↓↓↓

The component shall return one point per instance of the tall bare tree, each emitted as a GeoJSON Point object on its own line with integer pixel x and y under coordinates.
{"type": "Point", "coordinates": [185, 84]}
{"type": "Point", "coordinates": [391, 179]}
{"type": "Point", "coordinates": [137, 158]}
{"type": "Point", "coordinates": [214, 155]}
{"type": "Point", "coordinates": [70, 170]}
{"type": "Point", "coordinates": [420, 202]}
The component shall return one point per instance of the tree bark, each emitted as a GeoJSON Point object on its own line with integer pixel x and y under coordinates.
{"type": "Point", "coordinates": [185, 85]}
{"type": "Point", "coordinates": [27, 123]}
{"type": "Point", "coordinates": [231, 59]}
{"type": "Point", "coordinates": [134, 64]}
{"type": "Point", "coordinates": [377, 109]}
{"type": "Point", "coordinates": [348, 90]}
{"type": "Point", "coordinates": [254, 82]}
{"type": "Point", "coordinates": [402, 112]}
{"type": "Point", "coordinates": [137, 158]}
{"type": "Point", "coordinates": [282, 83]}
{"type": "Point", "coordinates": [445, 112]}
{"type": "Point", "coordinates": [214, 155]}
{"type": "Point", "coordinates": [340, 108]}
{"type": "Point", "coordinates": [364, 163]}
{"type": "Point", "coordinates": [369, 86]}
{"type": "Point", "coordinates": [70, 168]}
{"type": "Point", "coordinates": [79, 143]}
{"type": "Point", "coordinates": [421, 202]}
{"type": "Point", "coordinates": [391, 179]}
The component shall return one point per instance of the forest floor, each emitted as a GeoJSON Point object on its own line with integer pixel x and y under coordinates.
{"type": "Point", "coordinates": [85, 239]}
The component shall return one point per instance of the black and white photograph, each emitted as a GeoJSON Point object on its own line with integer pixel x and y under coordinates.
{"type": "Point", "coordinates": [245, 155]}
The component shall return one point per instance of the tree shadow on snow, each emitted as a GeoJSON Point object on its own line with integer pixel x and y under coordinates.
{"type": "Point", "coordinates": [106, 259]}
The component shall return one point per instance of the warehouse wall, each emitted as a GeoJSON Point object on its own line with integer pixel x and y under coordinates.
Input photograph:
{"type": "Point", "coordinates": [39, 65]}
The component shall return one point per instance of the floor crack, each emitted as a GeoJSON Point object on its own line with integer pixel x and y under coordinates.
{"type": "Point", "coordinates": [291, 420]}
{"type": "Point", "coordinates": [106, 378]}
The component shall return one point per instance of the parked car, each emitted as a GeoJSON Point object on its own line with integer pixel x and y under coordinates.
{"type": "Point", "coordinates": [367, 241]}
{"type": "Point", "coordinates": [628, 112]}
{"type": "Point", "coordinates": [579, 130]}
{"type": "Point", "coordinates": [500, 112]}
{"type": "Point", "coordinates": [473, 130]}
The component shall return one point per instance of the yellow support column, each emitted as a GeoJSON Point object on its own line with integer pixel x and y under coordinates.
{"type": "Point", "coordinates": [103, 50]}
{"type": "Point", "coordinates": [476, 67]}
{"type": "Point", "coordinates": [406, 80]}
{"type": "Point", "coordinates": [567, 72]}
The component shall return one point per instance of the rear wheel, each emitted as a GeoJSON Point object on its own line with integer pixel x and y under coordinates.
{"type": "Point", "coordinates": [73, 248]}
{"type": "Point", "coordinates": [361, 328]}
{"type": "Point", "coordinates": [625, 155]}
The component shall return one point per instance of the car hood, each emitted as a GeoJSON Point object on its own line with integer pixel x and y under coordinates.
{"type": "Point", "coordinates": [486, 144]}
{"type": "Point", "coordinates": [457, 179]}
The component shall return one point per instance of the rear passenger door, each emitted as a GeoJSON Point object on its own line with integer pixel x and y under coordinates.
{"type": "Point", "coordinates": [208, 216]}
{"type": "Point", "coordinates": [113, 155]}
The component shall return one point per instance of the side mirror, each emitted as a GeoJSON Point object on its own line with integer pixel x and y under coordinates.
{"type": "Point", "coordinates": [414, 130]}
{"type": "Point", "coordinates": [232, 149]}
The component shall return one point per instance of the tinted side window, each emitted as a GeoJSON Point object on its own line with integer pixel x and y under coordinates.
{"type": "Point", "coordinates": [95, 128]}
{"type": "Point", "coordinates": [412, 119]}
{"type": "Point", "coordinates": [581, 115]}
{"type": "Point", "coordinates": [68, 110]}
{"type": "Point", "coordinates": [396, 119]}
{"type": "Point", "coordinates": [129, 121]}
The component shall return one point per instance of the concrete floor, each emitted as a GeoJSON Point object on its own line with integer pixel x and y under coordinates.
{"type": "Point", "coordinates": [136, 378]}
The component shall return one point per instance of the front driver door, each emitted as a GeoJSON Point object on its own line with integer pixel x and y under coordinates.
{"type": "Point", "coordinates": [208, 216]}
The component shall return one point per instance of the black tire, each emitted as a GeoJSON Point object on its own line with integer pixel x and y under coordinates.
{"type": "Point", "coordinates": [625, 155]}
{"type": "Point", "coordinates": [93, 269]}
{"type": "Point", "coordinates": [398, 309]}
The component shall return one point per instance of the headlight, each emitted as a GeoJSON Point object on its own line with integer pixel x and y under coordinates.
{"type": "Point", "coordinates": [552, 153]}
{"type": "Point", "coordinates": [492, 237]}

↑↑↑

» Directive
Copy out every item above, substituting "module" for each occurrence of "component" and changing nothing else.

» Full response
The module shall return one point per instance of the tall bare tree, each emitted as a GeoJSON Point object on its own line with integer pixel x and y under coordinates.
{"type": "Point", "coordinates": [185, 84]}
{"type": "Point", "coordinates": [391, 179]}
{"type": "Point", "coordinates": [137, 158]}
{"type": "Point", "coordinates": [214, 155]}
{"type": "Point", "coordinates": [70, 170]}
{"type": "Point", "coordinates": [420, 202]}
The module shall return one point per instance of the tree bark, each emitted as a GeoJSON Point object on its own line with integer pixel x and y under coordinates.
{"type": "Point", "coordinates": [185, 85]}
{"type": "Point", "coordinates": [27, 123]}
{"type": "Point", "coordinates": [231, 59]}
{"type": "Point", "coordinates": [134, 64]}
{"type": "Point", "coordinates": [377, 109]}
{"type": "Point", "coordinates": [348, 90]}
{"type": "Point", "coordinates": [254, 82]}
{"type": "Point", "coordinates": [402, 112]}
{"type": "Point", "coordinates": [137, 158]}
{"type": "Point", "coordinates": [282, 83]}
{"type": "Point", "coordinates": [445, 112]}
{"type": "Point", "coordinates": [214, 155]}
{"type": "Point", "coordinates": [340, 108]}
{"type": "Point", "coordinates": [364, 163]}
{"type": "Point", "coordinates": [369, 86]}
{"type": "Point", "coordinates": [70, 168]}
{"type": "Point", "coordinates": [79, 143]}
{"type": "Point", "coordinates": [421, 202]}
{"type": "Point", "coordinates": [391, 179]}
The module shall return one point per instance of the forest floor, each emitted as a GeoJSON Point object on its own line with integer pixel x and y under coordinates.
{"type": "Point", "coordinates": [85, 239]}
The module shall return one point per instance of the black and white photograph, each emitted as a GeoJSON Point object on its own line with integer pixel x and y under coordinates.
{"type": "Point", "coordinates": [245, 155]}
The module shall return one point per instance of the tree shadow on snow, each emitted as a GeoJSON Point object on its own line with integer pixel x and y under coordinates.
{"type": "Point", "coordinates": [106, 259]}
The module shall return one point per instance of the warehouse wall, each emitted as a GeoJSON Point object on its own line with integer pixel x and y under coordinates.
Input photograph:
{"type": "Point", "coordinates": [39, 65]}
The module shall return one point per instance of the floor crack, each emitted as a GeoJSON Point object on its own line with integer pixel x and y under coordinates.
{"type": "Point", "coordinates": [291, 420]}
{"type": "Point", "coordinates": [106, 378]}
The module shall return one point per instance of the parked car, each emitted as a GeoJSON Point object on its own line with integer pixel x and y under coordinates.
{"type": "Point", "coordinates": [367, 241]}
{"type": "Point", "coordinates": [628, 112]}
{"type": "Point", "coordinates": [579, 130]}
{"type": "Point", "coordinates": [500, 112]}
{"type": "Point", "coordinates": [473, 130]}
The module shall return one point per instance of the yellow support column, each emitted as a GeoJSON Point object on its own line with integer pixel x and y under coordinates.
{"type": "Point", "coordinates": [103, 50]}
{"type": "Point", "coordinates": [476, 67]}
{"type": "Point", "coordinates": [406, 80]}
{"type": "Point", "coordinates": [567, 72]}
The module shall return one point per instance of the rear wheel, each emitted as a GeoJSON Point object on its own line with integer pixel x and y under coordinates.
{"type": "Point", "coordinates": [73, 248]}
{"type": "Point", "coordinates": [361, 328]}
{"type": "Point", "coordinates": [625, 155]}
The module shall return one point per instance of the car hood, each emitted as a GeoJSON Point object on its own line with integer pixel x and y under coordinates.
{"type": "Point", "coordinates": [486, 144]}
{"type": "Point", "coordinates": [457, 179]}
The module shall return one point per instance of the rear passenger door, each emitted as a GeoJSON Point object on its own line with integer pixel x and y under coordinates.
{"type": "Point", "coordinates": [208, 216]}
{"type": "Point", "coordinates": [113, 155]}
The module shall return one point per instance of the side mirror, each emitted as a GeoJSON Point object on its own line with integer pixel x and y under coordinates.
{"type": "Point", "coordinates": [414, 130]}
{"type": "Point", "coordinates": [232, 149]}
The module shall return one point per instance of the tinted side window, each emitted as a GeoJSON Point object on its own line with integer pixel x and y under coordinates.
{"type": "Point", "coordinates": [95, 128]}
{"type": "Point", "coordinates": [412, 119]}
{"type": "Point", "coordinates": [581, 115]}
{"type": "Point", "coordinates": [68, 110]}
{"type": "Point", "coordinates": [396, 119]}
{"type": "Point", "coordinates": [129, 121]}
The module shall return one point per instance of the concrete floor, each emitted as a GeoJSON Point object on its own line with integer pixel x and y under coordinates.
{"type": "Point", "coordinates": [136, 378]}
The module shall return one point per instance of the front driver door, each emitted as a GeoJSON Point object on its own line with integer pixel x and y under coordinates.
{"type": "Point", "coordinates": [208, 216]}
The module shall return one point per instance of the black tire, each emitted as a GeoJSON Point object on its own line with integer pixel x and y under coordinates.
{"type": "Point", "coordinates": [625, 155]}
{"type": "Point", "coordinates": [93, 269]}
{"type": "Point", "coordinates": [398, 309]}
The module shall return one point per instance of the headlight, each emitted as a GeoJSON Point object on its own line with integer pixel x and y under coordinates.
{"type": "Point", "coordinates": [552, 153]}
{"type": "Point", "coordinates": [492, 237]}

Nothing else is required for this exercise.